TASK STATEMENT: Please write out each entry below exactly as given.

Data items:

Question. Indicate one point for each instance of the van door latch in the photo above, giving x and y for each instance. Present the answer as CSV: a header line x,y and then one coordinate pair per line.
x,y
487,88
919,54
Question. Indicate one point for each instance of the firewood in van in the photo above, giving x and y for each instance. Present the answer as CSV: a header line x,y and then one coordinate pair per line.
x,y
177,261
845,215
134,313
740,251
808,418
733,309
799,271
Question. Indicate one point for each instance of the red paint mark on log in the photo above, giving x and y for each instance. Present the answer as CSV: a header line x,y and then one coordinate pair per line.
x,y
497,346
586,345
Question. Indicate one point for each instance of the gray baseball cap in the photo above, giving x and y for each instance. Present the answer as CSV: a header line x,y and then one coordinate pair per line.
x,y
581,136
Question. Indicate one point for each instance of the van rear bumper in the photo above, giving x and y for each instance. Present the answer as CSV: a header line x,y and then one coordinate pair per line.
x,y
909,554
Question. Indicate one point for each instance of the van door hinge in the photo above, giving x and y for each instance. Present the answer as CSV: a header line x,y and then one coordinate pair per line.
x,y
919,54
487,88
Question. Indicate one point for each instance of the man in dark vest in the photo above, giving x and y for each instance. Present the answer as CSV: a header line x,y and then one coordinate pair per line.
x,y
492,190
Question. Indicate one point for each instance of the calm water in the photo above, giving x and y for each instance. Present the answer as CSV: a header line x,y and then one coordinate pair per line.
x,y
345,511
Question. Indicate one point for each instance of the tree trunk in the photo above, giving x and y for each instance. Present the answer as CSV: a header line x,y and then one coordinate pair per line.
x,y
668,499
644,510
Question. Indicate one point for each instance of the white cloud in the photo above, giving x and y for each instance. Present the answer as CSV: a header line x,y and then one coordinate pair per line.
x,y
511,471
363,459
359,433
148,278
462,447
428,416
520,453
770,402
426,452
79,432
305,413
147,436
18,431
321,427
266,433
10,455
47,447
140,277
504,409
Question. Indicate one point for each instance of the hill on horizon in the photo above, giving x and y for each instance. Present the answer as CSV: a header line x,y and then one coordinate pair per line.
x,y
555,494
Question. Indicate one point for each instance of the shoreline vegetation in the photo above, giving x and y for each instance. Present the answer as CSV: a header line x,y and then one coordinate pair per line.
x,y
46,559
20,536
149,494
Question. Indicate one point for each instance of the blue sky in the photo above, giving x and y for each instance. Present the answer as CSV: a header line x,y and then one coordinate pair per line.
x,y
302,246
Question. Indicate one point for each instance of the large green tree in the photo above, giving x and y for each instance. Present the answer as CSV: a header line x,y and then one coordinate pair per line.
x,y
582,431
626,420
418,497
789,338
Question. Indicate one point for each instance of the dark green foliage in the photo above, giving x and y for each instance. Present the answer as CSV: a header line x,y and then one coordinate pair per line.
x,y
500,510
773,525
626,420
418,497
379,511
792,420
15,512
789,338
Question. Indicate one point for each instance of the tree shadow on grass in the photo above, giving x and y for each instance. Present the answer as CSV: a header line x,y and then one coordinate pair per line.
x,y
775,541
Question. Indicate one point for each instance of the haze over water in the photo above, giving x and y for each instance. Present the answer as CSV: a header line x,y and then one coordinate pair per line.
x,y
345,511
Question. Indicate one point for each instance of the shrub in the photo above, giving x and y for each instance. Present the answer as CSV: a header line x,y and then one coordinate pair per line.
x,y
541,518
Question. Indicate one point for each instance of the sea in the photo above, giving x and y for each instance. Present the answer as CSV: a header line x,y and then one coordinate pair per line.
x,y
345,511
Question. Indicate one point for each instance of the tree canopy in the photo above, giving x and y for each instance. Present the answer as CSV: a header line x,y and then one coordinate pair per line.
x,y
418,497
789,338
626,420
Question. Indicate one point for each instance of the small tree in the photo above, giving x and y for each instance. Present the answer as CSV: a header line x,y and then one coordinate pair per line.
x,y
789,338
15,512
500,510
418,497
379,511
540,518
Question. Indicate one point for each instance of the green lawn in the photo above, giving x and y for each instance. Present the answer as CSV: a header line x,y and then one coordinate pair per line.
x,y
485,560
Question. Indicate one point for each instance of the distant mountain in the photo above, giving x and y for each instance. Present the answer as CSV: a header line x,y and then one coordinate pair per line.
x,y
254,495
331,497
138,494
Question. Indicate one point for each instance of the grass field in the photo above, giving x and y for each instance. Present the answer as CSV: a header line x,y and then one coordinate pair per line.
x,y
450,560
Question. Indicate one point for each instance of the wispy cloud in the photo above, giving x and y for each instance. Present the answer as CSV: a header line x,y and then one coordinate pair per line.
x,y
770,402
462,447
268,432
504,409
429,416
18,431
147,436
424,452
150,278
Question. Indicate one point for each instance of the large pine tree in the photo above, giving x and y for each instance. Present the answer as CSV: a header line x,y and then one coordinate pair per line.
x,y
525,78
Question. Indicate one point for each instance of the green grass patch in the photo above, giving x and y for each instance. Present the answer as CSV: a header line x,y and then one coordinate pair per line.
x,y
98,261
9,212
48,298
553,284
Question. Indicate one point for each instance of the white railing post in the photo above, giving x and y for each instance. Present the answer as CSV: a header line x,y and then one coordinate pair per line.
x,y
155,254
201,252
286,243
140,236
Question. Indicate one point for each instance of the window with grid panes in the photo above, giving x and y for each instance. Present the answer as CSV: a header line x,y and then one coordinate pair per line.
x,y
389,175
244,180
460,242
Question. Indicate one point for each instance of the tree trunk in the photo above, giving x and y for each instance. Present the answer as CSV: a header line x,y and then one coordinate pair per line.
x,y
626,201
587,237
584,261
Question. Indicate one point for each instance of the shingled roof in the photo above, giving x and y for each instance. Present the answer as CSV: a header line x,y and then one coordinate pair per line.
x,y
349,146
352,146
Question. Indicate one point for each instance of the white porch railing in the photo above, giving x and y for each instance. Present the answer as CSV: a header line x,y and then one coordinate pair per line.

WRITTEN ANSWER:
Question. Indicate one point for each instance of the van door latch in the photo above, giving x and y for each instance. Present the answer as CSV: a header line x,y and then one coordinate pair per line.
x,y
487,88
919,54
Question. Indicate one point for each instance of the firewood in van in the photo above, giving x and y for each instance. Present the answer as CSV: a header line x,y and then one coordinate pair per line.
x,y
177,261
845,215
134,313
740,251
808,418
733,309
799,271
Question. Indicate one point for each instance of the red paint mark on log in the photo above, giving x and y for each instance. Present the answer as CSV: a header line x,y and then one coordinate pair per line.
x,y
497,346
586,345
Question. Indicate one point for each instance of the gray baseball cap in the photo above, giving x and y for each instance. Present the answer as CSV: a header line x,y and then one coordinate pair per line.
x,y
581,136
Question. Indicate one point for each instance of the van rear bumper in the photo above, giving x and y for each instance. Present the answer as CSV: a header line x,y and then one coordinate pair per line.
x,y
909,554
Question. Indicate one point for each instance of the van door hinge in the photo above, giving x and y for each instance. Present the answer as CSV: a header line x,y and then one coordinate pair per line.
x,y
919,54
487,88
Question. Indicate one point for each instance of the man in dark vest in the photo above, giving x and y for each instance. Present the answer as CSV: a header line x,y and then one coordinate pair per line.
x,y
492,190
Question. Indicate one point for each instance of the calm water in the photo above, giving x and y for each instance. Present the answer as CSV: a header line x,y and then one coordinate pair per line.
x,y
345,511
Question. Indicate one point for each instance of the tree trunk in the photo above, giving x and y for each instance. Present the answer as CSV: a header line x,y and then one coordinate pair per line.
x,y
668,499
644,510
Question. Indicate one point for each instance of the white cloud in the photo above, giving x and y for each instance. Present the answer as CSV: a header line x,y and then one coordinate pair per line.
x,y
511,471
363,459
359,433
148,278
462,447
428,416
520,453
770,402
426,452
79,432
305,413
147,436
18,431
321,427
266,433
10,455
47,447
140,277
504,409
Question. Indicate one point for each instance of the hill on horizon in the photo above, giving x and y for each instance. Present the answer as CSV: a header line x,y and then one coordinate pair per line.
x,y
555,494
Question. Indicate one point for each instance of the shoreline vegetation in the photo above, giving x and y for each instance. Present the answer as CSV: a header line x,y and then one coordinate pair per line.
x,y
46,559
20,536
149,494
Question. Indicate one point for each instance of the blue sky in the photo above, giving x and y for each instance. Present the answer as CSV: a header line x,y and then one coordinate pair per line.
x,y
302,246
Question. Indicate one point for each instance of the large green tree in the photo above, giving x and y for each instance. Present the answer as CSV: a header line x,y and then one coordinate pair per line.
x,y
582,431
626,420
418,497
789,338
Question. Indicate one point for each instance of the dark green foliage in the photo above, giving x and y for each instance. Present the answer as CSV: a header line x,y and then one coordinate pair per line.
x,y
500,510
773,525
626,420
418,497
379,511
792,420
15,512
789,338
Question. Indicate one point for each instance of the tree shadow on grass in the photo above, giving x and y for each instance. Present the answer as CSV: a header line x,y and then one coordinate pair per line.
x,y
775,541
Question. Indicate one point for each instance of the haze over water in the photo above, giving x and y for each instance. Present the answer as CSV: a header line x,y and then one coordinate pair per line.
x,y
345,511
Question. Indicate one point for each instance of the shrub in the photo above, giving x and y for each instance. Present the answer as CSV: a header line x,y and then one coordinate pair per line.
x,y
541,518
Question. Indicate one point for each instance of the sea in the photo above, giving x and y for each instance. Present the answer as CSV: a header line x,y and then one coordinate pair per line.
x,y
345,511
Question. Indicate one point for each instance of the tree canopy in the photo above, giving x and y for each instance. Present the answer as CSV: a header line x,y and then one coordinate pair per line.
x,y
418,497
789,338
626,420
Question. Indicate one point for each instance of the small tree in the photo above, giving x and y for each instance. Present the answer as CSV: a header line x,y and then one coordinate pair per line.
x,y
789,338
15,512
500,510
418,497
379,511
540,518
Question. Indicate one point for each instance of the green lawn in the photo above, giving x and y for each instance. Present the answer as CSV: a header line x,y and then one coordinate pair per line.
x,y
485,560
Question. Indicate one point for each instance of the distant mountain in the photo above, giving x and y for each instance. Present the answer as CSV: a header line x,y and then one coordinate pair per line.
x,y
254,495
331,497
138,494
Question. Indicate one point for each instance of the grass field in the photo above, giving x and y for each instance. Present the answer as CSV: a header line x,y and then one coordinate pair per line.
x,y
450,560
Question. Indicate one point for each instance of the wispy cloud in the photo above, giving x and y for each instance. Present the answer as CSV: a header line x,y and then one coordinate pair per line.
x,y
770,402
462,447
268,432
504,409
429,416
18,431
147,436
424,452
150,278
Question. Indicate one point for each instance of the large pine tree in the photo above, giving x and y for each instance. Present the answer as CSV: a header line x,y and then one coordinate pair per line.
x,y
525,78
Question. Indicate one point for each instance of the green grass patch in the photo above, giving x and y for each instance. Present the answer as CSV: a header line x,y and then one coordinate pair per line.
x,y
98,261
9,212
48,298
553,284
Question. Indicate one point for each instance of the white railing post in the photo above, giving x and y for each instance. Present the answer as CSV: a header line x,y and then one coordinate pair per line.
x,y
155,254
201,252
286,243
140,236
Question. Indicate one point for each instance of the window with grid panes in the photo above, giving x and y for each instance. Present the answer as CSV: a header line x,y and then one coordinate pair per line.
x,y
389,175
244,180
460,242
Question. Indicate one point for each instance of the tree trunk in the photo above, giving x and y for each instance. Present the answer as CSV: a header line x,y and then one coordinate pair per line.
x,y
626,201
587,237
584,261
Question. Indicate one point for each instance of the shingled roof in the photo above, giving x and y for each instance. Present the answer as CSV: a header line x,y and then one coordinate pair per line.
x,y
349,146
352,146
Question. Indicate one point for each instance of the white porch railing in the photo above, giving x and y for each instance. Present the answer as CSV: a header line x,y and then one coordinate pair per line.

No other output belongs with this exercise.